=== PROBLEM DESCRIPTION ===
Reproduce verbatim the passage of the text on the problem of suffering starting at "What this post" and ending at "It’s a person.".

=== SOURCE TEXT ===
What this post is going to do is take the question seriously. That means looking at the best answers Christian thinkers have developed over two thousand years. It means naming where those answers help and where they don’t reach. And it means pointing to the one response to suffering that is not a philosophical argument — because in the end, the Christian answer to suffering is not primarily an explanation. It’s a person.

Why the Question Hits So Hard

The problem of suffering is not just an intellectual puzzle. It’s a test of something deeper.

When a man encounters suffering — his own or someone else’s — something in him demands that it mean something. Not just that it be explained, but that it matter, that there be some account of it that holds. The fact that we demand this is itself significant. A universe that is purely physical, governed only by blind processes, does not produce that demand — it produces organisms that feel pain and try to avoid it. The demand for meaning is something more.

Philosophers distinguish between two versions of the problem:

  • The logical problem: God and suffering are logically incompatible — they cannot both exist. If God is all-powerful, all-knowing, and all-good, then suffering’s existence proves he doesn’t. This version of the problem has largely been conceded even by leading atheist philosophers. Alvin Plantinga’s free will defense demonstrated that there is no logical contradiction between God’s existence and the existence of evil, because a world with genuine freedom may necessarily include the possibility of suffering.
  • The evidential problem: Even if God and suffering are not logically incompatible, the sheer amount and distribution of suffering in the world makes it unlikely that a good God exists. Why so much? Why childhood cancer? Why genocide? Why do the good die young and the wicked prosper? This version is harder, and more honest theistic thinkers don’t dismiss it easily.

Both deserve serious engagement. Let’s look at the main responses — and then at what lies underneath them all.

What Doesn’t Help: Answers That Are Worse Than Silence

  • “Everything happens for a reason.” This is usually meant kindly and is sometimes true — but as a blanket statement it is not biblical and not honest. The book of Job directly contradicts it. Job suffers not because of anything he did or anything God needed him to learn, but as part of a cosmic drama Job doesn’t know exists. Sometimes things happen and the reason is not available to the person suffering. Telling a man otherwise when he is in it is a disservice.
  • “God needed another angel” / “They’re in a better place now.” Well-intentioned. But “God needed another angel” is not Christian theology — people do not become angels at death — and while Christians do believe in life after death, turning the fact of death into a comfort before a person has processed the loss is a way of avoiding the loss rather than sitting in it.
  • “Your faith isn’t strong enough.” This is arguably the cruelest response. It turns suffering into evidence of personal failure and places the burden on the person already under weight. Jesus never said this to the people he encountered in their pain. The disciples asked whether a man’s blindness was caused by his sin or his parents’ sin. Jesus said neither (John 9:3).
  • “God is teaching you something.” Sometimes this is true. The Bible does speak of suffering producing perseverance and character (Romans 5:3–4). But offered too quickly, before the wound is even acknowledged, this turns God into a cosmic teacher whose curriculum requires a child’s death. It may be part of the picture; it is not the whole picture and it is rarely helpful as an opening line.
  • “Just trust God.” True as a destination. Useless as an answer to a specific question about specific pain. The Psalms don’t do this. Job doesn’t do this. Lamentations doesn’t do this. The Bible is full of people who push back hard on God before they arrive at trust — and God doesn’t rebuke them for the pushing. He engages it.

=== MATERIAL PROVIDED ===
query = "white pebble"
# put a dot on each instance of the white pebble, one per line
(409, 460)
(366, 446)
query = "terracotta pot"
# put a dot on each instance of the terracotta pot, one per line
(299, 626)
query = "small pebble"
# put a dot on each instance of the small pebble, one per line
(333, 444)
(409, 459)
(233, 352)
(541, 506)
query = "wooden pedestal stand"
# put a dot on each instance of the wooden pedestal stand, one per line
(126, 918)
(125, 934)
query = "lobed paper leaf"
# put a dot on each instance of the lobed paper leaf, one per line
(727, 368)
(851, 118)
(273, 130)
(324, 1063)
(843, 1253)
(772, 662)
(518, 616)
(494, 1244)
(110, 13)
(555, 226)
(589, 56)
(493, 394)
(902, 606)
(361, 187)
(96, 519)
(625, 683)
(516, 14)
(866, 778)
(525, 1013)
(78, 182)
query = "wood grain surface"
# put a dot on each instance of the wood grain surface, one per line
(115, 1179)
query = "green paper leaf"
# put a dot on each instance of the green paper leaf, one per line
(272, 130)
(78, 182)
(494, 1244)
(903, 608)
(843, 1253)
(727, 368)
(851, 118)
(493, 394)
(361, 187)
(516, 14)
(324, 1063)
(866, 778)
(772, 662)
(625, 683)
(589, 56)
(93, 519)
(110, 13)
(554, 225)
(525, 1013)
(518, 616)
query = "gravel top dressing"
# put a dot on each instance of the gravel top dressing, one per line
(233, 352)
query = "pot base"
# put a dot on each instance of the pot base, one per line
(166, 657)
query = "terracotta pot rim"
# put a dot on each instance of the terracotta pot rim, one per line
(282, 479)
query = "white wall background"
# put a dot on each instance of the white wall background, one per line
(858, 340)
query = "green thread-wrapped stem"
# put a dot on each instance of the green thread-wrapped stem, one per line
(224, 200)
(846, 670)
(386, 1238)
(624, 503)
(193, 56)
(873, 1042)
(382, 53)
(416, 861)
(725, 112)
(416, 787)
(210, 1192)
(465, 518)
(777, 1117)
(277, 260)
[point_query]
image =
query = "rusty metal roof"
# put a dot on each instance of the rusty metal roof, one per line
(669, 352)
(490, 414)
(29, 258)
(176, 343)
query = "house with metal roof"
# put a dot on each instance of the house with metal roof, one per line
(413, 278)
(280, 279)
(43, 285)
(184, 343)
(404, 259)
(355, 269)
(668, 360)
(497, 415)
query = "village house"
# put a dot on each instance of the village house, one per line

=== ANSWER FOR THIS EXERCISE ===
What this post is going to do is take the question seriously. That means looking at the best answers Christian thinkers have developed over two thousand years. It means naming where those answers help and where they don’t reach. And it means pointing to the one response to suffering that is not a philosophical argument — because in the end, the Christian answer to suffering is not primarily an explanation. It’s a person.